■ Text passage
-.-.-

Consequences of Chronic HBV and HCV Infection
HCC
• HBV and HCV chronic infections (>30-50 years) predispose to HCC
• Potential Mechanism:
o Continuous liver damage
o Continuous repair and turnover of cells
o Accumulation of DNA damage
o Multi-hit transformation of cells
o HCC
Epidemiology of HBV and HCV
Hepatitis C – 2013
• 170 million infected worldwide
o Outdated: new WHO statistics show this number has been vastly overestimated and actually only ~70 million infection worldwide
• Diagnosis frequency estimated at 50%
• Estimates of 500,000 new infections per year
• Cumulative mortality rate of 5-7%
• Prevalence varies from 0.5-2% in Europe to 20% in Egypt
• Infection predominantly through iv drug use and non-screened blood supplies
Hepatitis B – 2005
• 400 million infected worldwide
• Evidence for 2 billion people exposed to HBV
• Estimates of 10-30 million new infections per year
• HBV is approximately 100 times more infectious than HIV
• Infection predominantly during childhood via blood contact
o One of the most infectious viruses that infect humans
Infection to Persistence in HBV and HCV
Both viruses can ultimately lead to liver failure due to cirrhosis and HCC. But the proportion of those who end up with these clinical manifestations is different for both viruses.
In HCV infection, 80% develop chronic disease –> 2/3s of these will develop progressive forms of the disease. (30% of which will develop into cirrhosis, 25% of which will result in liver failure, cancer, transplant or death)
In HBV, the proportion of those who develop an acute infection is heavily dependent on the age of the individual (90% of children = chronic, 5% of adults = chronic).

-.-.-

■ Extracted entries
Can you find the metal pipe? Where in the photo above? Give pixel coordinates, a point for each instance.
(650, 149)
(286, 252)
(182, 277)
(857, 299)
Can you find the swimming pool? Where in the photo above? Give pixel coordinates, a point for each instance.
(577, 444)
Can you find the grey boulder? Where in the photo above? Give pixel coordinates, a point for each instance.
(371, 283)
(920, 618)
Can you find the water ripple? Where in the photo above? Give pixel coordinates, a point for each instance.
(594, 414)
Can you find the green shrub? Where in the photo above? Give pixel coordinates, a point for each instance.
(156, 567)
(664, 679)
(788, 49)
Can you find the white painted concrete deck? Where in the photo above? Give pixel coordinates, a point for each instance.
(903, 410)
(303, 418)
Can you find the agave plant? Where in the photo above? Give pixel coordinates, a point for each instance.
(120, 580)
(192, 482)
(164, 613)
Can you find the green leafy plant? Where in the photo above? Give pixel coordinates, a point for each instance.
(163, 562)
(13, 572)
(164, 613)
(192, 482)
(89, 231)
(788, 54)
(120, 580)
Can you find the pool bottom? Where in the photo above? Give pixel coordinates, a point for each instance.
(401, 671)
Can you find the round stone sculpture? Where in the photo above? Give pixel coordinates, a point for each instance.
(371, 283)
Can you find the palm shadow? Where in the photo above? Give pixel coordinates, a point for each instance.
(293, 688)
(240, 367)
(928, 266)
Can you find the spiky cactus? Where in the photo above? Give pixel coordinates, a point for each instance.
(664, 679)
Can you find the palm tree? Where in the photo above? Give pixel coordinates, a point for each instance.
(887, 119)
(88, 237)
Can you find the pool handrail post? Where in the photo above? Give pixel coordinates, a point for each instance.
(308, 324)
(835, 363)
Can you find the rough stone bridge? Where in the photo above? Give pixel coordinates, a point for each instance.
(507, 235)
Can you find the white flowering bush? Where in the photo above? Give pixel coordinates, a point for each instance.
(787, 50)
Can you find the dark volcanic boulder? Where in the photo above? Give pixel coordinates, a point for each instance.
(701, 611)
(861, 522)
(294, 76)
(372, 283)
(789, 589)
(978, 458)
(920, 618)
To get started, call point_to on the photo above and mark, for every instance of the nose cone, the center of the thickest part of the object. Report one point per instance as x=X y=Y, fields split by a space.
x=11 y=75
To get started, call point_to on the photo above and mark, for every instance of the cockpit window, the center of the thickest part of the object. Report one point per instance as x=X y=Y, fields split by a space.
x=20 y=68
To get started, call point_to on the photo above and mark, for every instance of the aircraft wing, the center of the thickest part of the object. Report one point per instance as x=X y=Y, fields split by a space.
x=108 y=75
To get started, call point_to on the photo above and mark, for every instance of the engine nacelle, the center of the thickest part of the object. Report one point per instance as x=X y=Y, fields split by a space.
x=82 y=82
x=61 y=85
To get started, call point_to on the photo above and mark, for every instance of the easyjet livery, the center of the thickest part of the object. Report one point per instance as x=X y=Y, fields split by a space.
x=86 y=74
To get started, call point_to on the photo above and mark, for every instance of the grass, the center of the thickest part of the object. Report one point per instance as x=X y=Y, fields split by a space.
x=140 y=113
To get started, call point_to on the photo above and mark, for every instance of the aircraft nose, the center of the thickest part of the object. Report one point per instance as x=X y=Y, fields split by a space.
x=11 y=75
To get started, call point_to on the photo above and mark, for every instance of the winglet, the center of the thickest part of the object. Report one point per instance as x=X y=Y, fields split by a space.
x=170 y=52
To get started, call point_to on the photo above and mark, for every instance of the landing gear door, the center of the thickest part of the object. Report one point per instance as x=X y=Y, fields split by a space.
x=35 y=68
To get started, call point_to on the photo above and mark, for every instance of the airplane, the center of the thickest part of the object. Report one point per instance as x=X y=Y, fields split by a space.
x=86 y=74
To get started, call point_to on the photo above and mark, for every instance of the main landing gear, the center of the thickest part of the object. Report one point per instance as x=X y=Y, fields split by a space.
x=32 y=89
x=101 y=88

-.-.-

Please write out everything from "In HBV, the" down to "adults = chronic)." in the notes on HBV and HCV above, word for word.

In HBV, the proportion of those who develop an acute infection is heavily dependent on the age of the individual (90% of children = chronic, 5% of adults = chronic).